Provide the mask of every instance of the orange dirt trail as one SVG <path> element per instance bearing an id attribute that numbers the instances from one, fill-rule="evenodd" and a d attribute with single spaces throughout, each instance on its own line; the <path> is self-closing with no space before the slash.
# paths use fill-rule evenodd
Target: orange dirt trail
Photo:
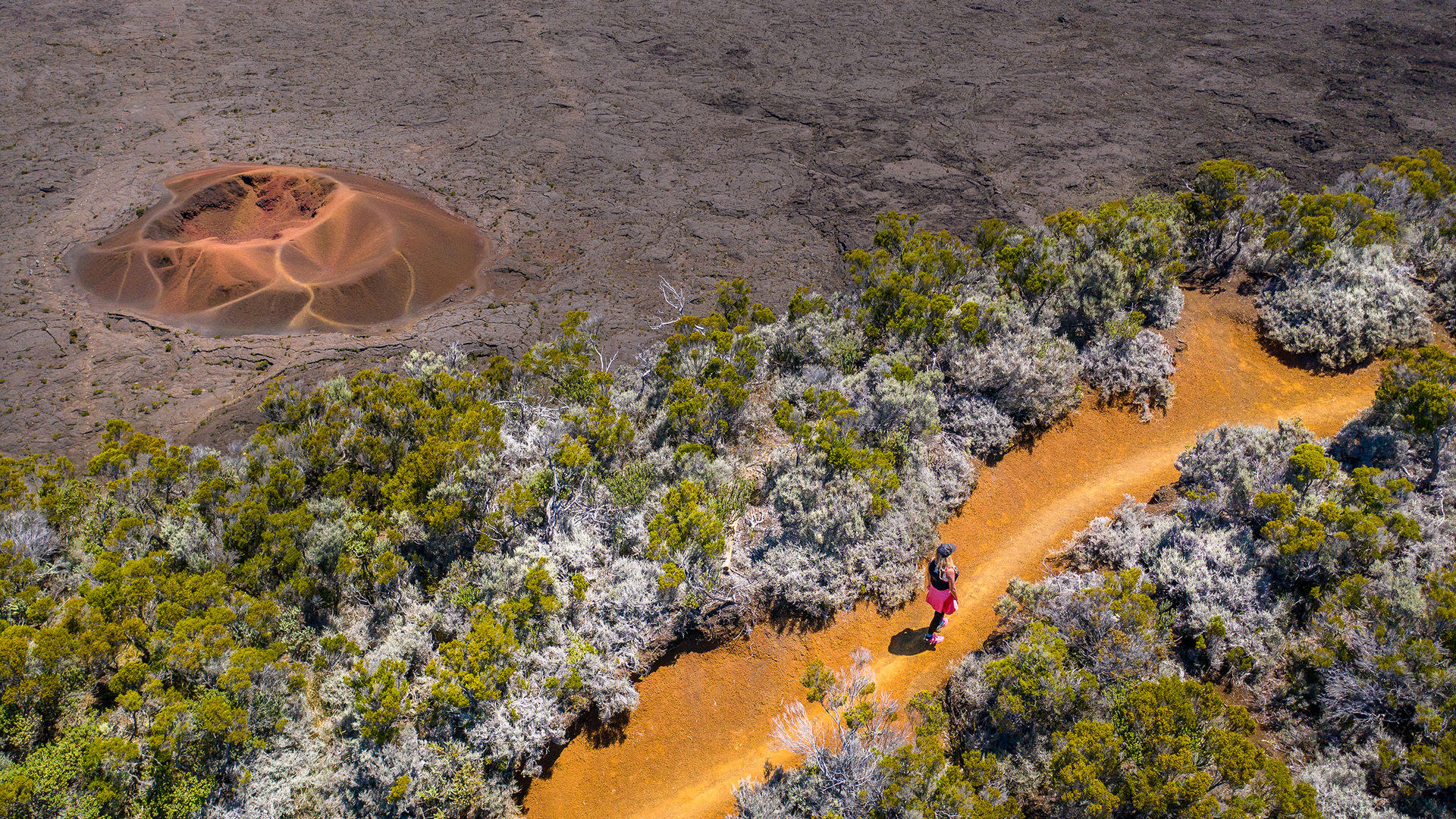
<path id="1" fill-rule="evenodd" d="M 638 685 L 641 704 L 614 743 L 578 736 L 526 796 L 530 819 L 697 819 L 732 809 L 732 785 L 760 777 L 766 759 L 791 762 L 769 739 L 783 704 L 802 694 L 812 659 L 849 663 L 874 653 L 879 689 L 904 701 L 945 682 L 948 666 L 980 647 L 994 627 L 992 605 L 1012 577 L 1041 577 L 1042 560 L 1073 532 L 1107 514 L 1123 495 L 1146 500 L 1178 477 L 1174 461 L 1217 424 L 1302 418 L 1328 436 L 1364 410 L 1379 367 L 1315 376 L 1259 345 L 1248 300 L 1232 291 L 1190 291 L 1179 325 L 1171 411 L 1152 423 L 1091 404 L 1069 423 L 981 472 L 961 513 L 942 529 L 960 545 L 961 611 L 938 650 L 919 634 L 929 608 L 884 616 L 860 605 L 818 631 L 760 625 L 745 641 L 681 653 Z"/>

• **Stated goal**:
Rewrite the entries above with "orange dirt trail" replaced by "sandy footpath" and nothing else changed. Omit the picture.

• **Answer to this problem**:
Provide the mask of every instance of the sandy footpath as one SVG <path> element per instance bearing an id attribute that numbers the instances from one, fill-rule="evenodd" and a d attribute with single spaces throughout, each instance on its own line; the <path> is self-closing with no space before the slash.
# paths use fill-rule evenodd
Target: sandy footpath
Photo:
<path id="1" fill-rule="evenodd" d="M 638 685 L 641 704 L 614 743 L 578 736 L 526 796 L 530 819 L 697 819 L 732 809 L 732 785 L 760 777 L 766 759 L 791 762 L 769 739 L 783 704 L 802 694 L 812 659 L 849 663 L 874 653 L 879 689 L 904 701 L 945 682 L 948 666 L 980 647 L 994 627 L 992 605 L 1012 577 L 1041 577 L 1042 560 L 1073 532 L 1107 514 L 1123 495 L 1146 500 L 1178 477 L 1174 461 L 1217 424 L 1302 418 L 1328 436 L 1364 410 L 1379 367 L 1315 376 L 1259 345 L 1248 300 L 1232 291 L 1190 291 L 1179 325 L 1171 411 L 1152 423 L 1091 404 L 1069 423 L 981 472 L 961 513 L 942 529 L 960 545 L 961 611 L 938 650 L 919 634 L 929 608 L 884 616 L 860 605 L 818 631 L 760 625 L 745 641 L 681 653 Z"/>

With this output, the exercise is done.